Point labeling examples:
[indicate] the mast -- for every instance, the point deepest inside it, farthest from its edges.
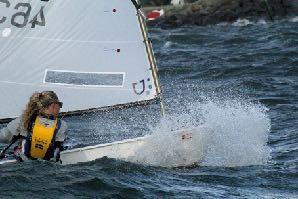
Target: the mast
(150, 53)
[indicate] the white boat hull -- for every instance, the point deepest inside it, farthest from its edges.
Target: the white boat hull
(179, 148)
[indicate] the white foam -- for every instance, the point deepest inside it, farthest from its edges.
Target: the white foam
(242, 22)
(236, 135)
(240, 134)
(261, 22)
(294, 19)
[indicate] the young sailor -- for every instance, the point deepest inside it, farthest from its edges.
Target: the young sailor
(41, 134)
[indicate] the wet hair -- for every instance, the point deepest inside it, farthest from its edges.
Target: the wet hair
(36, 105)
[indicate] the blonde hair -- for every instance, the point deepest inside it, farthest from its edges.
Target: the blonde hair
(37, 103)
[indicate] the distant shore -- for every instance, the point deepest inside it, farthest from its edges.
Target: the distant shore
(204, 12)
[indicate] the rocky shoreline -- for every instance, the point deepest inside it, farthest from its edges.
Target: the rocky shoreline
(205, 12)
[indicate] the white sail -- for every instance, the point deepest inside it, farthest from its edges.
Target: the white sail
(93, 53)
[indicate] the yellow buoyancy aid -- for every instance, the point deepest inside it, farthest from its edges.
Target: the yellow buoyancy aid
(42, 136)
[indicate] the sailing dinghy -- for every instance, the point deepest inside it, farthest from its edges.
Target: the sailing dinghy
(93, 54)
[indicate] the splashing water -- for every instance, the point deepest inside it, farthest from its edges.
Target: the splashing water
(234, 134)
(242, 22)
(240, 133)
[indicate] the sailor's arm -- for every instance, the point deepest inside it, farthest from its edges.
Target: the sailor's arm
(12, 129)
(59, 140)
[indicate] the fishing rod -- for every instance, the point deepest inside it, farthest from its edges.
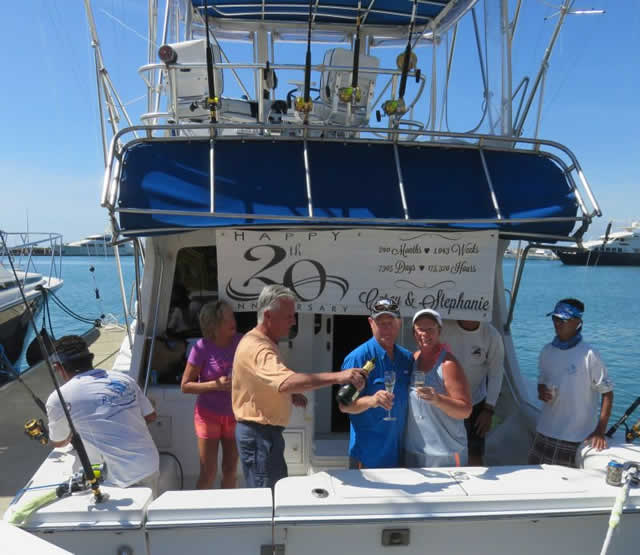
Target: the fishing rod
(406, 62)
(303, 103)
(90, 476)
(623, 418)
(212, 99)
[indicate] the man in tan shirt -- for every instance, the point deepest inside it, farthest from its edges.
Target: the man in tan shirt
(263, 389)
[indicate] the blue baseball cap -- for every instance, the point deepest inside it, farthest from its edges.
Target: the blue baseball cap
(565, 311)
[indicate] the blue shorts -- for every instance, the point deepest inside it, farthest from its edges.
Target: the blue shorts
(261, 452)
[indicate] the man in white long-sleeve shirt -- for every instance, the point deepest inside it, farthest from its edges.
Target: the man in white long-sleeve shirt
(479, 349)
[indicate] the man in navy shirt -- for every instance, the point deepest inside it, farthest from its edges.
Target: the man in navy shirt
(375, 442)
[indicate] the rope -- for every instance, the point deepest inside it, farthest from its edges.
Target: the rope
(93, 321)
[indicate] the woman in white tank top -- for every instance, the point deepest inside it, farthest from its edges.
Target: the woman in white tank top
(435, 434)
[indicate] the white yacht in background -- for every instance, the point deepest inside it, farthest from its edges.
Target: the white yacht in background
(95, 245)
(14, 317)
(620, 248)
(334, 177)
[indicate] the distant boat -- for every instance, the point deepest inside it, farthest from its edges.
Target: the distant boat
(14, 317)
(538, 254)
(95, 245)
(620, 248)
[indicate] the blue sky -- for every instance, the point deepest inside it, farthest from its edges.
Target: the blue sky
(50, 153)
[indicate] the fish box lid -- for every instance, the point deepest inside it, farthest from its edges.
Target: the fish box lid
(372, 494)
(434, 493)
(211, 508)
(122, 509)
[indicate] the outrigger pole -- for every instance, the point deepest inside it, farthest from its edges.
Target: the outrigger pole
(352, 95)
(409, 61)
(303, 103)
(623, 418)
(212, 102)
(76, 441)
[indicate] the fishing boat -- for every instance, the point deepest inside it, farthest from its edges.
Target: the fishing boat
(96, 245)
(620, 248)
(301, 143)
(18, 272)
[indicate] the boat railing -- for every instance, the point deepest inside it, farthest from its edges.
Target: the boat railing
(483, 143)
(21, 247)
(178, 70)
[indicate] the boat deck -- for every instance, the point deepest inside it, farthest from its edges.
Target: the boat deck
(19, 456)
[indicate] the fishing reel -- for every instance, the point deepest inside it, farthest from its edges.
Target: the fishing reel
(36, 430)
(78, 481)
(302, 106)
(350, 94)
(205, 104)
(394, 107)
(633, 433)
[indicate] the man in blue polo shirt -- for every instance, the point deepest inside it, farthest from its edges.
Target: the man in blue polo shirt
(375, 442)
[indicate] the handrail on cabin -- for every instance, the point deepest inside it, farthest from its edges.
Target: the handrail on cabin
(482, 142)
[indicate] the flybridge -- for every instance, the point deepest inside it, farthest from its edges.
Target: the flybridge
(355, 138)
(375, 12)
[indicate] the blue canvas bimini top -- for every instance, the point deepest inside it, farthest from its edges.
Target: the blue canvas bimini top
(348, 180)
(381, 12)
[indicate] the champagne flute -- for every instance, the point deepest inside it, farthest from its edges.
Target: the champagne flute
(417, 378)
(389, 383)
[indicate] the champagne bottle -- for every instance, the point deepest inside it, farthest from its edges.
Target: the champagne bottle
(348, 393)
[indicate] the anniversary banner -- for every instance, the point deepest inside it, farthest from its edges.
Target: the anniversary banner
(343, 271)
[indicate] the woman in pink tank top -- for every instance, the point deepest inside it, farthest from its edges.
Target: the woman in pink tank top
(208, 375)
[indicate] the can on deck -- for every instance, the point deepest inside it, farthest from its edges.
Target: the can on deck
(614, 473)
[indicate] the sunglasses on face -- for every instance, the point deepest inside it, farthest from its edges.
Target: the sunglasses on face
(385, 305)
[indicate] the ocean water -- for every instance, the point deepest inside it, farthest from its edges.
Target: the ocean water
(612, 306)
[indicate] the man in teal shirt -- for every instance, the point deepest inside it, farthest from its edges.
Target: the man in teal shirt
(375, 442)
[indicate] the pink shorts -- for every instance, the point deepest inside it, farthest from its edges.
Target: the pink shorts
(210, 425)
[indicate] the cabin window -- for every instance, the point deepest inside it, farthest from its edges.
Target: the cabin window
(195, 283)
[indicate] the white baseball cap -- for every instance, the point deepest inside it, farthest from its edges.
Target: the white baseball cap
(435, 315)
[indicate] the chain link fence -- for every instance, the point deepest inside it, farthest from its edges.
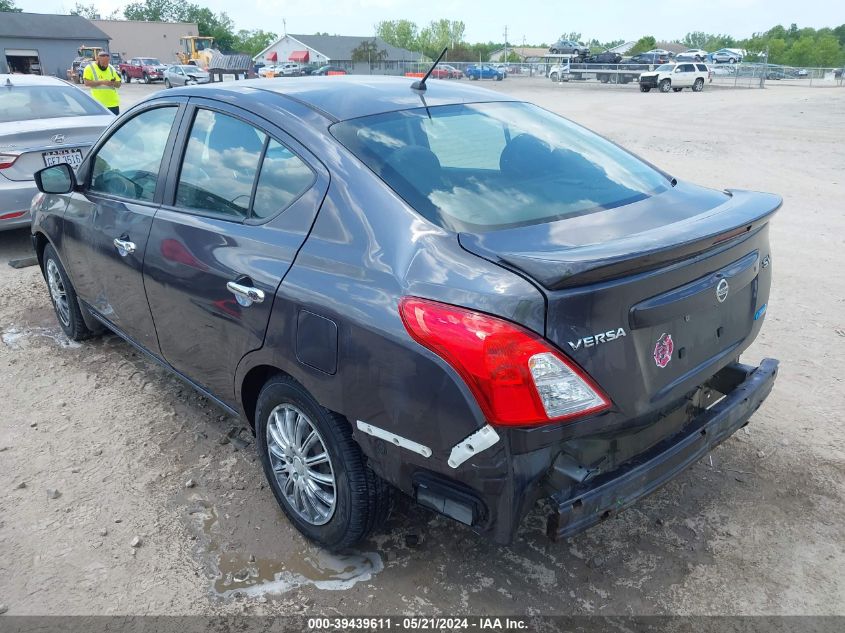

*Given task*
How many lines in the entries above contain the string "shorts"? Match case exactly, and give only the number.

*Result below*
4